Task requirements: For each line of the listing that contains "region", make a copy and return it.

Data provided:
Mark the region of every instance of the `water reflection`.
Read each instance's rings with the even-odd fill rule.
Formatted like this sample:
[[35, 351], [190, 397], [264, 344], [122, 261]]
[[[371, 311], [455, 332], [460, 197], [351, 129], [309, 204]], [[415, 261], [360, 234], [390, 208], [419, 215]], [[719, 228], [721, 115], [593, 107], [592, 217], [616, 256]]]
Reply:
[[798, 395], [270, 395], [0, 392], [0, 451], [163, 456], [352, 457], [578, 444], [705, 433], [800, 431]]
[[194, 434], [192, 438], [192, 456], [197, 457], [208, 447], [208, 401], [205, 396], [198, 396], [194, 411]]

==

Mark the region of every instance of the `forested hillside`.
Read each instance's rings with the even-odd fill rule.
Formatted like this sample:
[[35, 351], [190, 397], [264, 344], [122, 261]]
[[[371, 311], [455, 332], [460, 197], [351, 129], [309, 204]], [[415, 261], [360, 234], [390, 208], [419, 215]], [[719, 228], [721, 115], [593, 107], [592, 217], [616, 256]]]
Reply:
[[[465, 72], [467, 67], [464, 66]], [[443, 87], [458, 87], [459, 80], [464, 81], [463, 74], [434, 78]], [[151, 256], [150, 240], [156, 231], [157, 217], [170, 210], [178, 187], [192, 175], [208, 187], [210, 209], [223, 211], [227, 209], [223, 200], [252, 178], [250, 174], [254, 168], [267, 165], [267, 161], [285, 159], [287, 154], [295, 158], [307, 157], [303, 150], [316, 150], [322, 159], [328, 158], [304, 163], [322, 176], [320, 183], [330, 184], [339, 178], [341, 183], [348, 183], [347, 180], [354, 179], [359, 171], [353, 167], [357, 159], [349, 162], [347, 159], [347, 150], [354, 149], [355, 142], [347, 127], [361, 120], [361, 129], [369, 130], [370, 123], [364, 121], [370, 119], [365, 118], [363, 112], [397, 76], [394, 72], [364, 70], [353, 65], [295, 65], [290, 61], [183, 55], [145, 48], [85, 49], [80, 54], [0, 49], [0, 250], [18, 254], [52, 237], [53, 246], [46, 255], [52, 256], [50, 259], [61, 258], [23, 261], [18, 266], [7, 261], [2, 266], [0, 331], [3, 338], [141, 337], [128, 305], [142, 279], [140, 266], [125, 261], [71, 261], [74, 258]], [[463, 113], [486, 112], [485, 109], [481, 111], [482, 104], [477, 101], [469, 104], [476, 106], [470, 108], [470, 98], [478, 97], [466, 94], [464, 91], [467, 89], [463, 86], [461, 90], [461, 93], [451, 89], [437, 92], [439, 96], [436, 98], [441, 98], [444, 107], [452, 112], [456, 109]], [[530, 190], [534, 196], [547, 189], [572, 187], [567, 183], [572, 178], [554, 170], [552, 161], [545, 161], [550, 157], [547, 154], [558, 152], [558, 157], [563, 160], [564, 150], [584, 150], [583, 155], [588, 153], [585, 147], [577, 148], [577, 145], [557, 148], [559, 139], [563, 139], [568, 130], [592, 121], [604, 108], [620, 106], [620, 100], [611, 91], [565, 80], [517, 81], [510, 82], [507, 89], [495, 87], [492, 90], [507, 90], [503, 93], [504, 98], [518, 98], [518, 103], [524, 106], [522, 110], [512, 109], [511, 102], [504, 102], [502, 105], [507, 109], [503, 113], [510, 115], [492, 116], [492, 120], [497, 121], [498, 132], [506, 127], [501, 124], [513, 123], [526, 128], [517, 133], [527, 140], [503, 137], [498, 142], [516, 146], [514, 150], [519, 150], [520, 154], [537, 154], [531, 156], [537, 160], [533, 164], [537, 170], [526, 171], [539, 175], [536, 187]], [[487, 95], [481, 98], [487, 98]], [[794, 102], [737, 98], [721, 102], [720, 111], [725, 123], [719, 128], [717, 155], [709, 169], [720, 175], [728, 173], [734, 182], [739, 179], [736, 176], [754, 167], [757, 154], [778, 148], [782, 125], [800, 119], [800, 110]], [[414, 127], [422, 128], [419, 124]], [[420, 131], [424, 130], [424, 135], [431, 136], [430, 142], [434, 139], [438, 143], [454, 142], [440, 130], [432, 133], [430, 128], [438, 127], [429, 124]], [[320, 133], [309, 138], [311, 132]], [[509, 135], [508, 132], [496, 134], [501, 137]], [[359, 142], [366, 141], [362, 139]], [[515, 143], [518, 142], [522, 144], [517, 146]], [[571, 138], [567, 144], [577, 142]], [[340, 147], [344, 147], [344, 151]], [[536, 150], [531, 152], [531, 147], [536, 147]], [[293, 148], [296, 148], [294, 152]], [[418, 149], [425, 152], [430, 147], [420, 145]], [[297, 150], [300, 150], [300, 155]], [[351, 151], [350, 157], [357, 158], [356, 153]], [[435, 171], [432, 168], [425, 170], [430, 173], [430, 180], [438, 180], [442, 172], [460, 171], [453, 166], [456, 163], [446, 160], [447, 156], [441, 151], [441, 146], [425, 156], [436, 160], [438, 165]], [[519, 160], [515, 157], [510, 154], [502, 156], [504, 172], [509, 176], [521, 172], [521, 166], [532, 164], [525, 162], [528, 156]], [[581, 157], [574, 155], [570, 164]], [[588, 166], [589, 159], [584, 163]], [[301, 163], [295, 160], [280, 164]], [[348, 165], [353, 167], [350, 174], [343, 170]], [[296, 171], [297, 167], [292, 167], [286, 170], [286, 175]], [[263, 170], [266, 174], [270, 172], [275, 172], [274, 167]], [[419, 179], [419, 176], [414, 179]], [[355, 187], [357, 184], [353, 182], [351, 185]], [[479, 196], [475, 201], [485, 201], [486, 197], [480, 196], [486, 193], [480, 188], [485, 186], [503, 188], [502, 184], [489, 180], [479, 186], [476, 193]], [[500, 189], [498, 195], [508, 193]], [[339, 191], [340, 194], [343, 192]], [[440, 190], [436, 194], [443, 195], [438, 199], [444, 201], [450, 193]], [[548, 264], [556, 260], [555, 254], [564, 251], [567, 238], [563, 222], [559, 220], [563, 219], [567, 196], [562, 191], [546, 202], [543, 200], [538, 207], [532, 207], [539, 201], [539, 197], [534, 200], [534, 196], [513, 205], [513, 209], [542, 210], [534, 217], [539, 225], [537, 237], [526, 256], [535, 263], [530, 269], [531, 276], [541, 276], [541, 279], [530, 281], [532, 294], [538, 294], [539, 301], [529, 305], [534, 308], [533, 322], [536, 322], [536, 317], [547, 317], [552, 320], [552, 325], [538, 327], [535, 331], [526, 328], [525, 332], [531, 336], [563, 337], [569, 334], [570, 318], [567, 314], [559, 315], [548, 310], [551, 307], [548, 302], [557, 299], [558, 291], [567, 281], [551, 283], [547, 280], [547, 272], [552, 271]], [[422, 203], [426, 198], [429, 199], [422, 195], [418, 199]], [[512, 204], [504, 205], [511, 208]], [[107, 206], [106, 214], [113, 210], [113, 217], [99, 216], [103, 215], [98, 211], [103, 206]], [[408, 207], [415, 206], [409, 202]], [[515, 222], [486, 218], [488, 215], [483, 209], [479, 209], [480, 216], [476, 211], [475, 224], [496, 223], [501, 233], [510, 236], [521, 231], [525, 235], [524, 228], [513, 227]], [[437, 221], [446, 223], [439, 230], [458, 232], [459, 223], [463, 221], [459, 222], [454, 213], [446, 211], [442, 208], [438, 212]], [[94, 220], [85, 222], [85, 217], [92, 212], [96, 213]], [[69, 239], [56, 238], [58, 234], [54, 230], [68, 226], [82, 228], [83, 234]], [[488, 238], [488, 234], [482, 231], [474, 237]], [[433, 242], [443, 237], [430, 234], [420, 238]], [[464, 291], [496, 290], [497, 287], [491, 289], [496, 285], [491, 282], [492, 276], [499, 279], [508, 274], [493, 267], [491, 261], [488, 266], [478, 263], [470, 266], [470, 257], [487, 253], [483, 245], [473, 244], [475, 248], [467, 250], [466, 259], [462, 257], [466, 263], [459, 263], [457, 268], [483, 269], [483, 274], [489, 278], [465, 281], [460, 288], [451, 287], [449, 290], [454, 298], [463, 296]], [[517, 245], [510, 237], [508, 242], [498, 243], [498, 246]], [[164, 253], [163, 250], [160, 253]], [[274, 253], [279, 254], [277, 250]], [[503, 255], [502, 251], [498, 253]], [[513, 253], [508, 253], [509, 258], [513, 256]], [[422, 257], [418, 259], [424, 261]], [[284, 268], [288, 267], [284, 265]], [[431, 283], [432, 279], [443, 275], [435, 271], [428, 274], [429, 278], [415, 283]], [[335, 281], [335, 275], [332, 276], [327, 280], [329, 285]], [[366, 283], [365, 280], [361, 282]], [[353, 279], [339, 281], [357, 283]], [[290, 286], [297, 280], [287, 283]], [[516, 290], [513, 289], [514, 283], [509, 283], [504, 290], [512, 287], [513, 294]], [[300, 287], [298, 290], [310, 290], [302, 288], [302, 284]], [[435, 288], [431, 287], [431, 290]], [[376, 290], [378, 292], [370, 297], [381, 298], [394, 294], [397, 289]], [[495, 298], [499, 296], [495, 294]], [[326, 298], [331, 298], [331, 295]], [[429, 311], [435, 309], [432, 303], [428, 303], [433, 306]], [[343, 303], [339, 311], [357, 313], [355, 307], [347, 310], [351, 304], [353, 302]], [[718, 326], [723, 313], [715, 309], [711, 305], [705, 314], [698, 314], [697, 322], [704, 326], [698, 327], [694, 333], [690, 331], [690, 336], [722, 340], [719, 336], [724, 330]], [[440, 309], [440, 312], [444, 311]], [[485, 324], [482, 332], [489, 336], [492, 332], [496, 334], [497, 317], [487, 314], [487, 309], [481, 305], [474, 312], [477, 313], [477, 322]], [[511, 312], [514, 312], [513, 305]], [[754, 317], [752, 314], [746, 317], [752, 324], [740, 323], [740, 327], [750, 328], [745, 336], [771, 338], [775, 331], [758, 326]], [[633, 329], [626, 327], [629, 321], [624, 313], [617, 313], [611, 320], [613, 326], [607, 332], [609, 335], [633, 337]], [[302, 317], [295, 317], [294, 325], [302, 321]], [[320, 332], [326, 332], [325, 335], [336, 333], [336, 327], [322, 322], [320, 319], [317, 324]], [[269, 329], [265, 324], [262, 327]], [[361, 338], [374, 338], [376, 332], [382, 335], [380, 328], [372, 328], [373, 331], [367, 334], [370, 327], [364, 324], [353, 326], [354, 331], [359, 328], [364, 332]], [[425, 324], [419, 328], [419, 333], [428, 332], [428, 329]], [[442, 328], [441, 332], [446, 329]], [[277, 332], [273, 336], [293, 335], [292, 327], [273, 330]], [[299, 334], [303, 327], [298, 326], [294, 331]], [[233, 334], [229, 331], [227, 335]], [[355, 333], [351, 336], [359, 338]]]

Your response:
Mark the region of every instance of the `water reflection`.
Mark the region of every instance of the `forested hillside`.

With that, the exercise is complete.